> _Given instruction_
Copy out the items from the start through the line containing "(1174, 108)", swapping every "keypoint" for "marker" and leaving everything else untouched.

> _Raw data_
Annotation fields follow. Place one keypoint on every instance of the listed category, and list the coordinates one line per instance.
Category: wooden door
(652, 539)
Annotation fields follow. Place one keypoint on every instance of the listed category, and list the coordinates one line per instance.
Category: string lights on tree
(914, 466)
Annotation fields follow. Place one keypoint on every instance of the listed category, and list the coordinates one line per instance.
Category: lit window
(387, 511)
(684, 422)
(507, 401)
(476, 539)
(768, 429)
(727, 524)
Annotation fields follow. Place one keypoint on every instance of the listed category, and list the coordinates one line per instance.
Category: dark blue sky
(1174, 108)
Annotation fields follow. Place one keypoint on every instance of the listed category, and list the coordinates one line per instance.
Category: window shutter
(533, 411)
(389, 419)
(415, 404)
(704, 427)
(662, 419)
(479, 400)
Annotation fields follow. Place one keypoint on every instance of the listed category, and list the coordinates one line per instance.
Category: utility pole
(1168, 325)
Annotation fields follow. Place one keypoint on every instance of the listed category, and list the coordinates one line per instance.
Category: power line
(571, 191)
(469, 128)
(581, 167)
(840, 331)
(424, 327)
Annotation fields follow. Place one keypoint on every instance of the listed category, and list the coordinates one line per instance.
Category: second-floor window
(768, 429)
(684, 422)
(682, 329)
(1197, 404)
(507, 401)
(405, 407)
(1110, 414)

> _Completed exercise_
Annotation fields follow. Place one marker on every instance of the listed category, and list the coordinates one line per instance.
Category: wooden door
(652, 539)
Annotation fields follow. Place one marker on every instance of the listed category, and list the coordinates one line per instance.
Category: string lights on tree
(914, 466)
Annotation fields follow. Place one marker on every instance of the listed category, and list the coordinates one line per instance.
Category: lit window
(387, 511)
(684, 422)
(507, 401)
(476, 539)
(768, 429)
(727, 524)
Annotation fields follow. Place one marker on every instance of the listed category, and list the coordinates one line per instance.
Category: dark blue sky
(1174, 108)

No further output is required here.